Reproduce the records below; each should match the original exactly.
__________
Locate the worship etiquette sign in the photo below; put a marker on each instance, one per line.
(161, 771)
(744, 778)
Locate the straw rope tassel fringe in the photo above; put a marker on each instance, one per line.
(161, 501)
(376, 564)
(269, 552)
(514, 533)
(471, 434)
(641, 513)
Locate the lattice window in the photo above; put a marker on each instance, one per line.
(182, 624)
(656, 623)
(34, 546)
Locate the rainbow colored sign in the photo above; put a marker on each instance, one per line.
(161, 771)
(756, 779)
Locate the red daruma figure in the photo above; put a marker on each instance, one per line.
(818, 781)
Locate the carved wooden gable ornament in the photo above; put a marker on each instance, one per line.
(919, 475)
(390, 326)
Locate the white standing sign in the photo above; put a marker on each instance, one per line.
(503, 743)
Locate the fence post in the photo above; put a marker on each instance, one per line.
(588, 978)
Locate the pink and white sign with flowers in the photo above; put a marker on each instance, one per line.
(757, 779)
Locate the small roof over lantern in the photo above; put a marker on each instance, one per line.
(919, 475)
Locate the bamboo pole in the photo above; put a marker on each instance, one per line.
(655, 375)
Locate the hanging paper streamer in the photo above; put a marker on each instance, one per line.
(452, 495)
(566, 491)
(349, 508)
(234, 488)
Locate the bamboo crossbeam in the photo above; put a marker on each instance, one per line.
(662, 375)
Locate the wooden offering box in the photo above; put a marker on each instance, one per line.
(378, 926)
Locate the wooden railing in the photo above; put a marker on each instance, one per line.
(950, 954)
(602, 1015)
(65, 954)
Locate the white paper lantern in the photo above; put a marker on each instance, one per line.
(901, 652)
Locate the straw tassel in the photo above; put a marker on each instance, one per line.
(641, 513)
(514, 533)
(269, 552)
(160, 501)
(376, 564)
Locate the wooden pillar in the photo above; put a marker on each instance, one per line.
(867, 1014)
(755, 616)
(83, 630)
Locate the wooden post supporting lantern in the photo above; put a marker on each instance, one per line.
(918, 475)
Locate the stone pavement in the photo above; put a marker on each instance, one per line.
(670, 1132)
__________
• [Answer to the problem]:
Locate the worship etiquette sign in the photo below; put a marker on each instance, one per line.
(161, 771)
(744, 778)
Locate the straw rope tassel fringe in the photo above; put a marker on each instance, one per line.
(161, 501)
(376, 564)
(269, 552)
(514, 533)
(471, 434)
(641, 513)
Locate the lattice window in the photo above; put a marker on each instance, one per line.
(182, 624)
(656, 623)
(34, 546)
Locate the rainbow colored sign in the photo above; put a marker on each instance, one per line.
(161, 771)
(756, 779)
Locate the red daruma figure in the photo above; put a marker on each instance, one per line.
(818, 781)
Locate the carved wooden gable ornament in the photo above; put a marker on each instance, one per line.
(919, 475)
(390, 326)
Locate the white standing sign in the photo above; put a marker on each instance, one per line.
(503, 743)
Locate the fence post in the photo above; put a marker on each instance, one per line.
(588, 978)
Locate the pink and white sign with flowers in the photo above; put a marker on each instance, one per line.
(757, 779)
Locate the small roof over lantern in the photo above; put a marker on each instance, one per line.
(919, 475)
Locate the bamboo pole in the photo above; put a marker on each instance, one per line.
(655, 375)
Locate the hanging paper streamer in the photo above; put a marker on each instance, one per line.
(452, 495)
(566, 491)
(349, 508)
(234, 488)
Locate the bamboo crossbeam in the photo above; put a marker on each instance, one per line.
(662, 375)
Locate the wooden offering box in the photo above; put a marker on each instance, one per line.
(378, 926)
Locate the wooden railing in the photo above; put a marker on each instance, one per line.
(950, 954)
(602, 1015)
(65, 954)
Locate the white paper lantern in the photo above; put a marker on each instance, one per line.
(901, 652)
Locate the straw tassel in the photo above; put a marker on each instance, one per line.
(641, 513)
(514, 533)
(269, 552)
(160, 501)
(376, 564)
Locate the wooden pillar in the photo above; put a marker on each instance, one per line.
(867, 1014)
(755, 616)
(83, 630)
Locate the wooden post supporting lantern in the photo above; put a marker on each instance, one per line.
(918, 475)
Locate the stone pavement in the photo above; put a marker on each instance, one per line.
(670, 1132)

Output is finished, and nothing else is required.